_PROBLEM_. Your copy of the data should match it exactly, except that the pictures are gone.

━━ INPUT

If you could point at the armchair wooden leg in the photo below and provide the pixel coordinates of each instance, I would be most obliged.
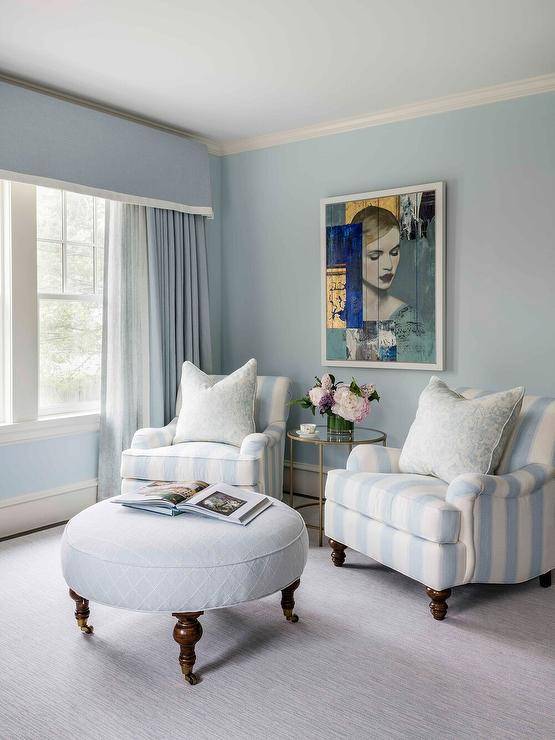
(337, 553)
(438, 603)
(82, 613)
(187, 632)
(545, 579)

━━━━

_RESPONSE TO THE TASK_.
If you could point at the armchair wooden leg in the photo below and provide the pixel coordinates of each instance, I would be most obliged.
(337, 553)
(438, 603)
(82, 613)
(187, 632)
(545, 579)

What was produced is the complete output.